[BEGIN DOCUMENT]
0

I have an application which run as user "foo". I would like to set limit to CPU and memory that this application can use at run time. I am not able to realize how this can be achieved using systemd tools like - "systemctl" and "set-property" as this application is not a service but rather it is an application which a user can select and start.
Can some one please provide any guidance?

Souvik
  • 151
  • 3
  • 14

2 Answers2

0

Resource management is on the cgroup level. A service for example would get its own cgroup. Systemd is just the intermediate guy here between kernel. You tell systemd how much resource your service should get and systemd would propagate this to the kernel by playing around with the cgroup hierarchy.

Few things to check up: 1) You can play with your application's service's resource management. To find the service of your application I would use systemd-cgls. 2) Make sure you have necessary control groups enabled in your system like cpu cgroup, cpuacct cgroup, memory cgroup.

If you have any other specific question, just shoot.
[END DOCUMENT]
WRITTEN TASKS.
a. In the systemd thread, which tool does the reply recommend for finding an application's service?
b. Find every line of the entries that contains the string "operator" and copy each one.
These entries are unrelated to the systemd thread.
[BEGIN DATA IN THIS EXERCISE]
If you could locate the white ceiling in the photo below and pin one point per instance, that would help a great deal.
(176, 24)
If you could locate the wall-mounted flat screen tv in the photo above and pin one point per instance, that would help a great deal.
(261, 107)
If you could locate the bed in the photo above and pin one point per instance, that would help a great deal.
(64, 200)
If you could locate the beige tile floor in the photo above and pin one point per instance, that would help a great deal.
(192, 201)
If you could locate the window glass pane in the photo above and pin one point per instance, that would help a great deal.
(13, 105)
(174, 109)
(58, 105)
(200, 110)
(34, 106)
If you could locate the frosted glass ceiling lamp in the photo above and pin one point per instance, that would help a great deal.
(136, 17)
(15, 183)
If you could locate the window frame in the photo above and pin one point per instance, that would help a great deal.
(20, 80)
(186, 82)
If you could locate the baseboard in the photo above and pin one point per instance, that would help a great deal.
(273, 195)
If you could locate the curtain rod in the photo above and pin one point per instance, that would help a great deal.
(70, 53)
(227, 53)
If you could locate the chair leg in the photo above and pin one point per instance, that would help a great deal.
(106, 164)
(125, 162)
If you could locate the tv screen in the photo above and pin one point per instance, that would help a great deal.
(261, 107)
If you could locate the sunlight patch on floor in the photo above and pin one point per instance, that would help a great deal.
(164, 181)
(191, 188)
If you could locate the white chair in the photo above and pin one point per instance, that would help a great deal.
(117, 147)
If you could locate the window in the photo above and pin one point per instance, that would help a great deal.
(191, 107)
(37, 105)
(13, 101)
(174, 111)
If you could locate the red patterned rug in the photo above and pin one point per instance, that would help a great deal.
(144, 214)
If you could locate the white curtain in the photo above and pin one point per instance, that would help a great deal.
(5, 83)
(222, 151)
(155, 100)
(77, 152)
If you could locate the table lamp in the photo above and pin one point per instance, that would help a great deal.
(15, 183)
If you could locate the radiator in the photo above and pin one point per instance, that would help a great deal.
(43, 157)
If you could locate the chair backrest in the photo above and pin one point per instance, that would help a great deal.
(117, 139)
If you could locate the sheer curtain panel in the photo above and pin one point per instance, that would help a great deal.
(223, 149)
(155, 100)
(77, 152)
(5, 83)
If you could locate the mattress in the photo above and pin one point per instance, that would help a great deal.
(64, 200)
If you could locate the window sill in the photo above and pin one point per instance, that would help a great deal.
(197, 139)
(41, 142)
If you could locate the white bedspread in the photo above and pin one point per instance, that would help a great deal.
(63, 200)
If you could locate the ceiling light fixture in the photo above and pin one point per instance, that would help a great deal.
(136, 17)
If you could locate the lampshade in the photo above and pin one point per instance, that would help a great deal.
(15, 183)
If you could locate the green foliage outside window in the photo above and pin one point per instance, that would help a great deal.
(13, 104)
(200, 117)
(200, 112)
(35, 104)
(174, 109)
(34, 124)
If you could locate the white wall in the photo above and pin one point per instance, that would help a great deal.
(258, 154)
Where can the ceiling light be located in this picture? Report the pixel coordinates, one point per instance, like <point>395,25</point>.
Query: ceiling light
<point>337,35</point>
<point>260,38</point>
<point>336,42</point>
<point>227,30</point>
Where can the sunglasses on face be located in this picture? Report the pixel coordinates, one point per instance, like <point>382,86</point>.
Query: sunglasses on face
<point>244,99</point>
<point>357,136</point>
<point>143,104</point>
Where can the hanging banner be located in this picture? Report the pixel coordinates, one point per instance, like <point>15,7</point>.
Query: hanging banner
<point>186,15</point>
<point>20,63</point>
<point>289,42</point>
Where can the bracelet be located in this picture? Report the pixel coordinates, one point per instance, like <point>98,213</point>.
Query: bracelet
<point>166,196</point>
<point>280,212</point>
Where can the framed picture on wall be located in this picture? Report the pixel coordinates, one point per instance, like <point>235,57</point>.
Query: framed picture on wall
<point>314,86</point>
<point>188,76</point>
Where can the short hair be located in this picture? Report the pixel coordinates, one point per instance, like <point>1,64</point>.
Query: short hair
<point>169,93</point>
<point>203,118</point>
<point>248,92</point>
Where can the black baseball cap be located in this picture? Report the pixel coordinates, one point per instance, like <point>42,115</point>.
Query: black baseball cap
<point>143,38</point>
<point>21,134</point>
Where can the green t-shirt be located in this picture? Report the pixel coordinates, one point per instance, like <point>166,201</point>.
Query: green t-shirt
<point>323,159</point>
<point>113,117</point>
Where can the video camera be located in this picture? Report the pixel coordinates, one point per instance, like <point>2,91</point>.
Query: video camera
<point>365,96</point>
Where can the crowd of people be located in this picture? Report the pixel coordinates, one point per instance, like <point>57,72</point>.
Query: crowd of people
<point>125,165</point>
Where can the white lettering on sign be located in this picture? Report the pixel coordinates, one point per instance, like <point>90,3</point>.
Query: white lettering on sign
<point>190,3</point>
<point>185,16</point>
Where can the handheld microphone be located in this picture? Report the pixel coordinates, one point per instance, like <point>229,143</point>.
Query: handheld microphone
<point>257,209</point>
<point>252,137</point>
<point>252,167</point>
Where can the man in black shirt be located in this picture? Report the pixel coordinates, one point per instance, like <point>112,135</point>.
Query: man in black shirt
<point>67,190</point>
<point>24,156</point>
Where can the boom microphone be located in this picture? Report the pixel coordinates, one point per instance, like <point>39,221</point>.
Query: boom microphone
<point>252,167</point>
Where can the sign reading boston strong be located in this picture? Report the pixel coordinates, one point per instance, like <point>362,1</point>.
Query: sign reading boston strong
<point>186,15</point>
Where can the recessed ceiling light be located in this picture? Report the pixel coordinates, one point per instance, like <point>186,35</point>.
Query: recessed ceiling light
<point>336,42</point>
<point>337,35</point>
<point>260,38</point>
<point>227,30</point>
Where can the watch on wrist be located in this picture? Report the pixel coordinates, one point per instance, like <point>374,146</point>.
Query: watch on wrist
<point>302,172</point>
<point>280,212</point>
[END DATA IN THIS EXERCISE]
[BEGIN DATA IN THIS EXERCISE]
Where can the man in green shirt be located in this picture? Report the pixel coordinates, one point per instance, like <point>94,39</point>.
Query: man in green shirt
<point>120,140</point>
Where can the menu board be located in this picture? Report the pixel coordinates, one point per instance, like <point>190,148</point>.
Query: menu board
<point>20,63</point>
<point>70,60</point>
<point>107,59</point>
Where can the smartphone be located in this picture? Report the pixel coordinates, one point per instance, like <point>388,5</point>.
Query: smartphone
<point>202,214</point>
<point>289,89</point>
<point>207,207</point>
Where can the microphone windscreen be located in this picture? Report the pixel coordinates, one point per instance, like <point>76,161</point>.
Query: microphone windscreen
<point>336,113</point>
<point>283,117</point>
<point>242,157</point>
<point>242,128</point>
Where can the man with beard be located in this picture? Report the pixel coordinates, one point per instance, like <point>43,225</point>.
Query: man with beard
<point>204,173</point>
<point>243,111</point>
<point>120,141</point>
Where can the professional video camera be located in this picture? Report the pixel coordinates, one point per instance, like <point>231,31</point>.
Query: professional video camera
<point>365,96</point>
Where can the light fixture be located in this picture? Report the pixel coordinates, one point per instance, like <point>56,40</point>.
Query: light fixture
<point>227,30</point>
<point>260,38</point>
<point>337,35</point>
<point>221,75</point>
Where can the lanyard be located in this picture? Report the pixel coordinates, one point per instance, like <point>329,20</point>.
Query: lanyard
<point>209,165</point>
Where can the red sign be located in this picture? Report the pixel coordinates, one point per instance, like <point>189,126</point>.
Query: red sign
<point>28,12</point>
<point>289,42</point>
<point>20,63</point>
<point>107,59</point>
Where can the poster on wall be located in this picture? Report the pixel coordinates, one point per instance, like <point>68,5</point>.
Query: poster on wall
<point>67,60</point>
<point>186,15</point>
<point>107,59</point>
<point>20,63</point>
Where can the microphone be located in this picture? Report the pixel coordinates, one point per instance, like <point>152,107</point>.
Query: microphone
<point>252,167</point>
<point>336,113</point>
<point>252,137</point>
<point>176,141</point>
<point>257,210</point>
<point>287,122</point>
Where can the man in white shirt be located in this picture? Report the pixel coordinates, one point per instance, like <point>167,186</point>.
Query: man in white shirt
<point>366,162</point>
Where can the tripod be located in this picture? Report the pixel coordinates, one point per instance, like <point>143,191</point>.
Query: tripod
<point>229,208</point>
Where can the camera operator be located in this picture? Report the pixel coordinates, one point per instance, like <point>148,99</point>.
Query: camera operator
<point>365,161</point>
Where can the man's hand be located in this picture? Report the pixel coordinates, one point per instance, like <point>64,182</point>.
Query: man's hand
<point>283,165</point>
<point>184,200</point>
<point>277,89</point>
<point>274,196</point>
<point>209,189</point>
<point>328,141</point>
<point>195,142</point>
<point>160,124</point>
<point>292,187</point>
[END DATA IN THIS EXERCISE]
[BEGIN DATA IN THIS EXERCISE]
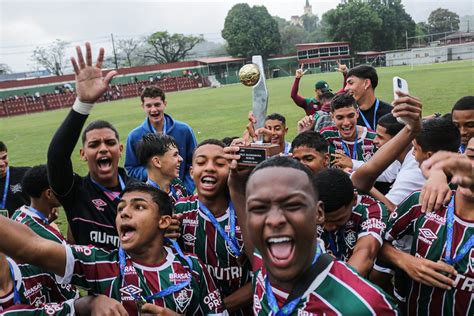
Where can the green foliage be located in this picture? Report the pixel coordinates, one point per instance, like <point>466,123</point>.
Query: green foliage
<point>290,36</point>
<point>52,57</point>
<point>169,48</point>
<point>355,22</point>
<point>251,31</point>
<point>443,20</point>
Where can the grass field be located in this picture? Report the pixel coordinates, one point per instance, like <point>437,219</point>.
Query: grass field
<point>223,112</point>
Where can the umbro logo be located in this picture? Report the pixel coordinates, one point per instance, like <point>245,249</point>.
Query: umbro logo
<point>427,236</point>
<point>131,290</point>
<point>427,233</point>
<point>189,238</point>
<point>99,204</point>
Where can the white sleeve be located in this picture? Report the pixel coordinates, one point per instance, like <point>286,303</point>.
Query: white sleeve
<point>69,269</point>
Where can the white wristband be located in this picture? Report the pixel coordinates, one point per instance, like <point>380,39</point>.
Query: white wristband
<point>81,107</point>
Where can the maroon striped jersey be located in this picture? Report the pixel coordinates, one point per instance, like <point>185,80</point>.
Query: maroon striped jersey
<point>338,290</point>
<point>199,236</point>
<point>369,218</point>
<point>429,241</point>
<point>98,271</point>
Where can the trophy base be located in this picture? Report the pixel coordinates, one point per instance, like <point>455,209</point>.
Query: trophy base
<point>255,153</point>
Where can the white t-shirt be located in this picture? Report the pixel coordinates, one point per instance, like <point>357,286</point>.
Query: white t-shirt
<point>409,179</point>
[END DATA IN THIS EXERCISE]
PER-TASK OUTPUTS.
a. systemd-cgls

b.
Where can the camera operator be located in this picture? Report the pixel coordinates, one point per instance, like <point>148,99</point>.
Query: camera operator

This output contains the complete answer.